EXERCISE DIRECTIONS => From the text on Turkey's economic support measures, list every sector that the İş Bank statement names as especially affected.

EXCERPT TO READ =>
----------------

President Recep Tayyip Erdoğan announced earlier last week that Turkey would postpone debt payments and reduce the tax burden on some sectors in a package of measures to support the economy.
Among specific measures, he said Turkey's tourism accommodation tax was suspended until November to support the key tourism sector, which accounts for 12% of the economy.
Debt repayments of companies affected by the coronavirus will be postponed for a minimum of three months, while value-added tax and social security payments for various sectors will also be deferred.
Value-added tax for domestic aviation was cut to 1% from 18% and the limit of the treasury-backed credit guarantee fund – which guarantees loans to small- and medium-sized firms – would be doubled to TL 50 billion ($7.56 billion).
Meanwhile, private lender İş Bank has also announced a stimulus package for its customers.
In a statement made Monday, the bank said, in accordance with customers' needs until April 30, postponement of principal, interest and installment payments will be allowed until June 30 without any additional condition.
All the necessary support will be provided on a case-by-case basis, regardless of the sector, especially for those more affected, like the tourism, logistics, shopping malls and retail sectors, the statement said.

----------------

RECORD EXTRACTS =>
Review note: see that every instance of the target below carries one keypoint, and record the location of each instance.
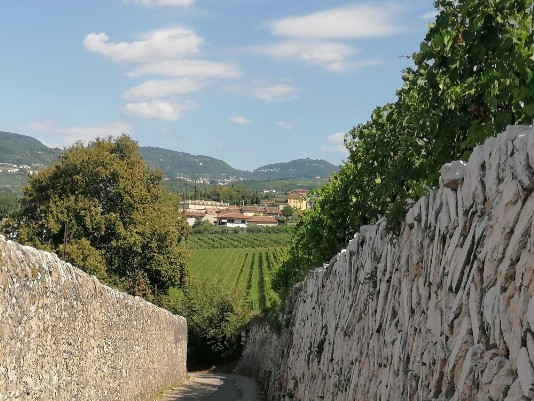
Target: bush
(214, 321)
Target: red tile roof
(233, 216)
(262, 220)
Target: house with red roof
(233, 220)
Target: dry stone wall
(65, 336)
(446, 312)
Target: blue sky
(250, 82)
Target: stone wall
(446, 312)
(65, 336)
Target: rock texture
(445, 312)
(64, 336)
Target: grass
(245, 271)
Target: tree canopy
(472, 76)
(110, 210)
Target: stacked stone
(444, 312)
(65, 336)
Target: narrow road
(216, 387)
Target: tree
(111, 208)
(473, 75)
(8, 203)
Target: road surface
(216, 387)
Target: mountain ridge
(20, 149)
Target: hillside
(300, 168)
(24, 150)
(21, 149)
(180, 164)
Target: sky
(250, 82)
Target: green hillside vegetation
(472, 76)
(229, 283)
(234, 241)
(21, 149)
(176, 164)
(300, 168)
(105, 210)
(244, 271)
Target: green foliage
(214, 321)
(473, 75)
(239, 240)
(120, 223)
(22, 149)
(8, 203)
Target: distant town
(225, 214)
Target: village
(241, 216)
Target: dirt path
(215, 387)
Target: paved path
(216, 387)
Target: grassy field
(239, 270)
(236, 240)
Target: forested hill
(21, 149)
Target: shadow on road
(215, 387)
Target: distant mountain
(24, 150)
(21, 149)
(300, 168)
(184, 165)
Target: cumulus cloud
(169, 3)
(429, 15)
(159, 45)
(188, 68)
(53, 134)
(286, 125)
(158, 109)
(337, 144)
(165, 53)
(329, 55)
(162, 88)
(274, 92)
(351, 22)
(240, 120)
(322, 38)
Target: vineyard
(236, 240)
(238, 270)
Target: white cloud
(337, 144)
(170, 3)
(55, 135)
(351, 22)
(329, 55)
(158, 110)
(162, 88)
(431, 15)
(322, 38)
(240, 120)
(159, 45)
(274, 92)
(188, 68)
(286, 125)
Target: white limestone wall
(64, 336)
(446, 312)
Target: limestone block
(515, 393)
(513, 131)
(452, 174)
(525, 372)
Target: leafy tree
(473, 75)
(111, 207)
(8, 203)
(214, 321)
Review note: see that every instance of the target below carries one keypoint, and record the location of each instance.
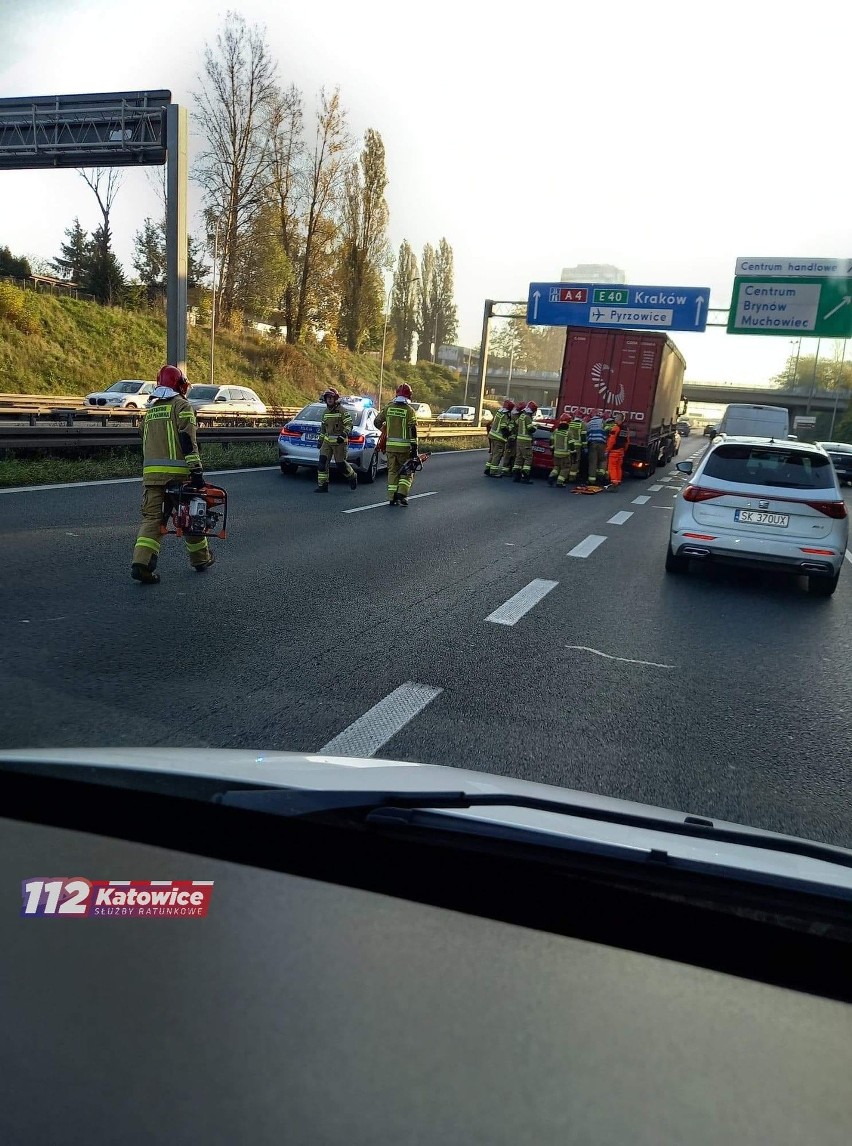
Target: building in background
(593, 273)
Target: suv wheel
(675, 564)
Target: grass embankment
(51, 345)
(126, 463)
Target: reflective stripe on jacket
(563, 444)
(162, 449)
(401, 424)
(335, 422)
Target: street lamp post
(384, 339)
(212, 304)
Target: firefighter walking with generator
(399, 422)
(501, 426)
(334, 441)
(170, 455)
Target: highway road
(724, 693)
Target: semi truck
(636, 373)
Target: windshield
(768, 466)
(125, 387)
(601, 210)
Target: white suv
(224, 400)
(771, 505)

----------------

ANSWER SECTION => Tourism, logistics, shopping malls, and retail.